» **Exercise**:
Only the lines holding the string "below" are needed; copy each of them from the data.

» **Records to process**:
+ + +
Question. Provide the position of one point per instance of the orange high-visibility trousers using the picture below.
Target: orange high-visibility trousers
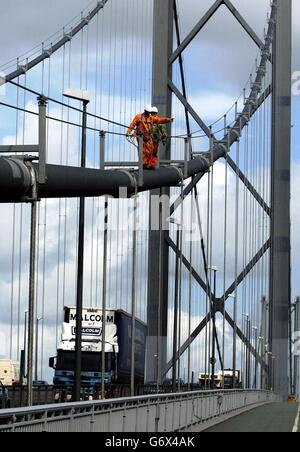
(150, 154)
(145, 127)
+ + +
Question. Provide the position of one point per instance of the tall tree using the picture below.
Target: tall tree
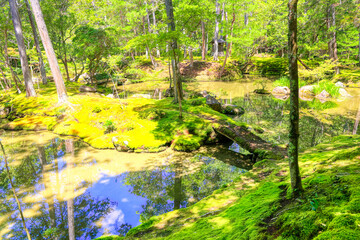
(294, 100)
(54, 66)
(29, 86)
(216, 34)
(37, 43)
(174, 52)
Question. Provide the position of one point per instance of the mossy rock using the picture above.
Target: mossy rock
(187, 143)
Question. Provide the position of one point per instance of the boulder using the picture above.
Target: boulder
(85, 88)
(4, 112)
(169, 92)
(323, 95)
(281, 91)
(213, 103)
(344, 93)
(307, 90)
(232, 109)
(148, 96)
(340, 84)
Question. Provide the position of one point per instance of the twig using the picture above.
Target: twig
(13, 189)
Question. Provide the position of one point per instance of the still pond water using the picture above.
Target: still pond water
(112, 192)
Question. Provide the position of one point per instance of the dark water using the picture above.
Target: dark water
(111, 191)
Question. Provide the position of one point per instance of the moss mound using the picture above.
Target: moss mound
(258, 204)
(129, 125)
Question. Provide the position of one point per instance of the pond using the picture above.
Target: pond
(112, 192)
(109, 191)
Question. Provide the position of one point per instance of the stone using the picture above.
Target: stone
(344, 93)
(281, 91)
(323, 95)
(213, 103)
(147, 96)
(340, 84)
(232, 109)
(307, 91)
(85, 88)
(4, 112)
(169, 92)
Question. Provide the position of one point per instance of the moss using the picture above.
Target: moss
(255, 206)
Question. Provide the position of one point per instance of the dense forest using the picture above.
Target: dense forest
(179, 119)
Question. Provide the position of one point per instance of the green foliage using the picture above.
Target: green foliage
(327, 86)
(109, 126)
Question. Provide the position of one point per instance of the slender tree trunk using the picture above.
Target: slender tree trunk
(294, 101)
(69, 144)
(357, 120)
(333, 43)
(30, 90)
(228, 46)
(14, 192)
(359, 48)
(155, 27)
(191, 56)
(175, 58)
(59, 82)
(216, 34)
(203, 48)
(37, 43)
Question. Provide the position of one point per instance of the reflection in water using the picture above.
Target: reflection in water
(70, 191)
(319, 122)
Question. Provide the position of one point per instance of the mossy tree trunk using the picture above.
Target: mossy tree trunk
+ + +
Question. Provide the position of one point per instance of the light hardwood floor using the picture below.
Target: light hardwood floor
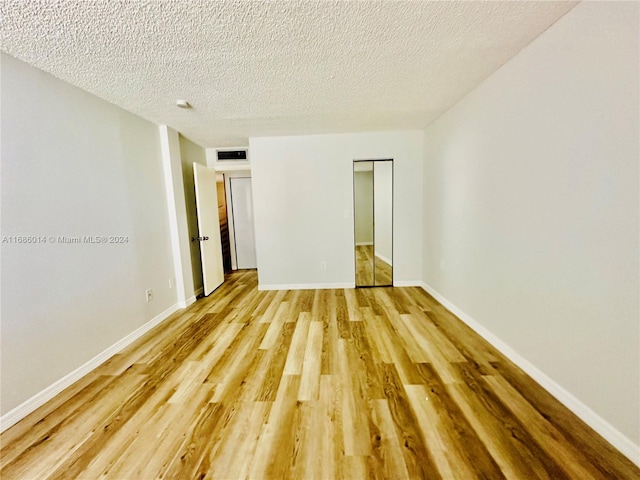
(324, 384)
+ + +
» **The completed task**:
Question. Provide the position of one point per instance of the orange high-visibility trousers using the picture below.
Question. Provide the position of one point per instance of the tall tree using the picture below.
Question. Provide the position of one point per instance of the light hardwood floor using the picture below.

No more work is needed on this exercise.